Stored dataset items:

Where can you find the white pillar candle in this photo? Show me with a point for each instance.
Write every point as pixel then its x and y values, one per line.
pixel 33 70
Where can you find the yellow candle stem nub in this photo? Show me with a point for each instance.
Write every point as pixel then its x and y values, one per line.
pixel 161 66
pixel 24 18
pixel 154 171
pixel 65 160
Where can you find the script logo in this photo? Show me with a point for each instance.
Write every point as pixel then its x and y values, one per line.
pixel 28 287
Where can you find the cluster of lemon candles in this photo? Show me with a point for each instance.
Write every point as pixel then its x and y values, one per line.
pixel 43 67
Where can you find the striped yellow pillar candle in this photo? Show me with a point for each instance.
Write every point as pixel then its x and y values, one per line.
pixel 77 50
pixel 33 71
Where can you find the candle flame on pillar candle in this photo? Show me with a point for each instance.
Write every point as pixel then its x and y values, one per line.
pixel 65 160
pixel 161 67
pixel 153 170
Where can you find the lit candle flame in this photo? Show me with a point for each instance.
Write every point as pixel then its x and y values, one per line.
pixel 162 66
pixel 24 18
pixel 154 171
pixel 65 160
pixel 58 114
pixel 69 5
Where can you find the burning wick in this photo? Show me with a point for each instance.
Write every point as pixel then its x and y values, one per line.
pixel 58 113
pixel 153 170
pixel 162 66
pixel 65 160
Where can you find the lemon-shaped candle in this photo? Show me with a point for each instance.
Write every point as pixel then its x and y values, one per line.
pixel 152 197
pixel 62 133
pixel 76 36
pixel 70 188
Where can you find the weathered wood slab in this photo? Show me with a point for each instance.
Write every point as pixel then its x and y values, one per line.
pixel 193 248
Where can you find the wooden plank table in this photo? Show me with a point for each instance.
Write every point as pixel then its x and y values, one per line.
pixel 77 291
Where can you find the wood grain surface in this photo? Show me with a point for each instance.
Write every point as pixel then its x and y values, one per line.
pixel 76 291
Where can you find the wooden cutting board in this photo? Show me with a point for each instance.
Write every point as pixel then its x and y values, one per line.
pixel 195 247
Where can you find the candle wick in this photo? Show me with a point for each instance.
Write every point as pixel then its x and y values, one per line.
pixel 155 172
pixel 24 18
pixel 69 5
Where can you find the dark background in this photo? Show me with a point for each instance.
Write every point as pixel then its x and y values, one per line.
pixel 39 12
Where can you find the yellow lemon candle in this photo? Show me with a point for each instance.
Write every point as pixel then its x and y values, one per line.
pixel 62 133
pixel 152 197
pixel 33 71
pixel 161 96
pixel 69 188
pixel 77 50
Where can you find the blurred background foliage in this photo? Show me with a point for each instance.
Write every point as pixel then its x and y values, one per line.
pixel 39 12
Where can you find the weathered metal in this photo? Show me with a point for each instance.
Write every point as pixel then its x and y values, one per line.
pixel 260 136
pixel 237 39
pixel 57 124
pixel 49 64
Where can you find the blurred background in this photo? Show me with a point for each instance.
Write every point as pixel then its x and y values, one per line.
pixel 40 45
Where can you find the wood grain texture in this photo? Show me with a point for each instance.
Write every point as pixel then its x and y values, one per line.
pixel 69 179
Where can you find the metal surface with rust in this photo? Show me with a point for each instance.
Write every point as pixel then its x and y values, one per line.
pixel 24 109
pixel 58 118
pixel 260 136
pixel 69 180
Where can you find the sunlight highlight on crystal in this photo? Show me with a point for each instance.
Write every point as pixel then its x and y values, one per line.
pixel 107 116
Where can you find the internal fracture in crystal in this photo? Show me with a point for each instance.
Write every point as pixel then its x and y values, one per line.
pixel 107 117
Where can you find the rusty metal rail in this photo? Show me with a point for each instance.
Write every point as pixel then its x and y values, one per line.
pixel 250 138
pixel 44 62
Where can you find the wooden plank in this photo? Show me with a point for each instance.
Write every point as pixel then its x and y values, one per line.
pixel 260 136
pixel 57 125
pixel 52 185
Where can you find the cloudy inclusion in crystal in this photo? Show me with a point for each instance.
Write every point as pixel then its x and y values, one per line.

◆ PROMPT
Every entry must be repeated exactly; none may be skipped.

◆ ANSWER SECTION
Where can you find the white pillar candle in this photo? Show me with a point for each instance.
Write every point as pixel then its x and y values, one per line.
pixel 33 70
Where can you find the yellow candle stem nub in this photo? Show me with a point for each instance.
Write every point as pixel then its x and y values, one per line.
pixel 161 66
pixel 24 18
pixel 154 171
pixel 65 160
Where can you find the script logo in this photo? Show me with a point for each instance.
Write every point as pixel then its x and y values, one per line.
pixel 28 287
Where can you find the cluster of lemon candles in this photo? Show me with a point for each instance.
Write every point as pixel then its x and y values, one per line.
pixel 43 67
Where can you find the striped yellow pillar candle in this photo? Show me with a point for each instance.
Write every point as pixel then its x and y values, one per line.
pixel 77 50
pixel 33 71
Where can you find the candle flame on pillar candle in this photo? Show me with a point for each instance.
Write every point as pixel then its x and y values, one per line.
pixel 65 160
pixel 161 67
pixel 153 170
Where can you find the lit candle flame in this photo? Show me with a point for each instance.
Write every point as pixel then its x and y values, one per line.
pixel 162 66
pixel 24 18
pixel 154 171
pixel 65 160
pixel 58 114
pixel 69 5
Where can you find the burning wick in this photo? Show me with a point for each instance.
Write every point as pixel then its x and y values, one per line.
pixel 58 113
pixel 153 170
pixel 162 66
pixel 65 160
Where can you find the lemon-shaped candle in this photo? Show me with a point for each instance.
Write every point as pixel then its x and y values, one per line.
pixel 152 197
pixel 62 133
pixel 76 36
pixel 70 188
Where can you find the weathered wood slab in this photo? Show me with a point for each instance.
Write every point as pixel then its x and y values, one per line.
pixel 193 248
Where can you find the wooden plank table in this photo? Show me with a point for each instance.
Write every point as pixel then its x and y values, one per line.
pixel 77 291
Where can you find the wood grain surface in this photo? Show me with a point for each instance.
Write every point as pixel then its x and y values, one per line.
pixel 76 291
Where can you find the wooden cutting board in this photo? Show me with a point for each instance.
Write every point as pixel then its x and y values, one per line.
pixel 195 247
Where can you find the candle wick in this photo? Show me with a point for each instance.
Write every point as pixel then its x and y values, one per line.
pixel 155 172
pixel 24 18
pixel 69 5
Where can you find the dark background in this photo? Show me with a point for each instance.
Write every point as pixel then its x and y values, one per line.
pixel 39 12
Where can you find the yellow lemon candle in this photo? Show me with a point for each instance.
Write every point as pixel then its x and y values, one per line.
pixel 62 133
pixel 152 197
pixel 33 71
pixel 161 96
pixel 69 188
pixel 77 50
Where can you find the blurred background foliage in this photo? Show me with a point for each instance.
Write every point as pixel then its x and y values, one per line.
pixel 39 12
Where can you find the weathered metal in this photo? Show me with a point for each instance.
Write every point as pixel then its x and y values, one per line.
pixel 260 136
pixel 237 39
pixel 57 124
pixel 49 64
Where can you find the blurred background in this photo? Show me with a point for each instance.
Write every point as pixel then its x and y values, one per line.
pixel 40 45
Where can you find the wood grain texture in this photo? Show me with a point for each instance.
Write every point as pixel then its x and y values, one per line.
pixel 69 179
Where can you find the metal surface with rust in this photo? Show me with a point for each instance.
Write every point as pixel then its x and y values, one per line.
pixel 24 109
pixel 58 118
pixel 260 136
pixel 69 180
Where can you find the sunlight highlight on crystal in this photo? Show me with a point for each instance.
Write every point as pixel then its x and y values, one per line.
pixel 107 116
Where can you find the internal fracture in crystal in this photo? Show me with a point for each instance.
Write every point as pixel then its x and y values, one per line.
pixel 107 117
Where can you find the rusty metal rail in this photo? Show me with a point for each instance.
Write every point as pixel then its x and y values, one per line.
pixel 250 138
pixel 44 62
Where can you find the wooden plank in this photo? Show me with a point for each instance.
Write every point as pixel then its x and y values, one per line.
pixel 260 136
pixel 57 125
pixel 52 185
Where can you find the cloudy inclusion in crystal in this photo? Show me with a point for each instance.
Write every point as pixel then its x and y values, one per line.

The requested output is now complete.